▶ _Exercise description_: An exact copy of every record is the required answer.

▶ _Records_:
===
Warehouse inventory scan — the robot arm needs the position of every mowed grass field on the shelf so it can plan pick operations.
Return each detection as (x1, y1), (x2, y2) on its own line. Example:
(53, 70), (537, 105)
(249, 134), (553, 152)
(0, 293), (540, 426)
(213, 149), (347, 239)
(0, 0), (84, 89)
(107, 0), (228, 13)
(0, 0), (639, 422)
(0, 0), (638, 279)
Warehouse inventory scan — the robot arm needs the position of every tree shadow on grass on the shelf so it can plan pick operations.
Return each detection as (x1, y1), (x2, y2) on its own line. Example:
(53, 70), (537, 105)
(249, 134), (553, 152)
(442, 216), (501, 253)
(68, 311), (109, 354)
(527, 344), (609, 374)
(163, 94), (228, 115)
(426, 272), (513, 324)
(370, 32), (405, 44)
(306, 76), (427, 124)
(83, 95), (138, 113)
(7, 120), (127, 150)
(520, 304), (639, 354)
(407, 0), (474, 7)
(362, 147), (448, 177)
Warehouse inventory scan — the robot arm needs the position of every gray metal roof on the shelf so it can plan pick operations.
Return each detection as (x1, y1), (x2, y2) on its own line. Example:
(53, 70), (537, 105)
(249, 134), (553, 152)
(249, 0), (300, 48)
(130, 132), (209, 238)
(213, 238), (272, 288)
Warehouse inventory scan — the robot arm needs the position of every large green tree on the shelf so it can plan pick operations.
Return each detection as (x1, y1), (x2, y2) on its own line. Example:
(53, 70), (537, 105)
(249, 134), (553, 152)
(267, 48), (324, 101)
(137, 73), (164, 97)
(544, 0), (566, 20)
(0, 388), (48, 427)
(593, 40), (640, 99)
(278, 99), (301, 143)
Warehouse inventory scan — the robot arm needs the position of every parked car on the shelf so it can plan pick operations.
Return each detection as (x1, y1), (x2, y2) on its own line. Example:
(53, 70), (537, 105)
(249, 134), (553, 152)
===
▶ _Result of this exercise_:
Warehouse inventory scan — the robot arm needs the position of every mowed grass field on the shelf so it can plan pick operations.
Return each detection as (x1, y1), (x2, y2) on its own line. Example:
(53, 70), (537, 105)
(249, 134), (553, 152)
(0, 293), (540, 426)
(213, 149), (347, 239)
(0, 0), (84, 89)
(107, 0), (228, 13)
(0, 0), (639, 422)
(0, 0), (638, 279)
Warehouse inventory scan — the robot arm needs the position of every tree shadow on grass on the shelf so it can plan pick operations.
Return each detection as (x1, y1), (x2, y2) on its own line. Example:
(53, 70), (537, 105)
(249, 134), (553, 152)
(442, 216), (501, 253)
(68, 311), (109, 354)
(527, 344), (609, 374)
(163, 94), (228, 115)
(426, 272), (513, 324)
(370, 32), (405, 44)
(306, 76), (427, 124)
(83, 95), (138, 113)
(7, 120), (127, 150)
(520, 304), (639, 354)
(407, 0), (474, 7)
(362, 147), (448, 177)
Warehouse inventory scan — the robot arm needs the position of every gray metal roof on the shelf so it can plan pick operations.
Return each detection as (x1, y1), (x2, y2) on its own line. Example:
(53, 70), (537, 105)
(249, 134), (553, 152)
(249, 0), (300, 48)
(130, 132), (209, 238)
(213, 238), (272, 288)
Warehouse inventory scan — the robot arm needs the position of every large green tree on the shelf so it can plan pick operations.
Return each detection as (x1, y1), (x2, y2) on its own line. Example:
(53, 70), (537, 105)
(249, 134), (553, 152)
(267, 48), (324, 101)
(137, 73), (164, 97)
(544, 0), (566, 20)
(0, 388), (48, 427)
(593, 40), (640, 99)
(278, 99), (301, 143)
Warehouse inventory scan — the robot arm needs the position of every parked car on the shelf so it can plan pick operations.
Return each detection as (x1, y1), (x2, y2) on its own line. Example:
(53, 70), (537, 105)
(249, 134), (553, 152)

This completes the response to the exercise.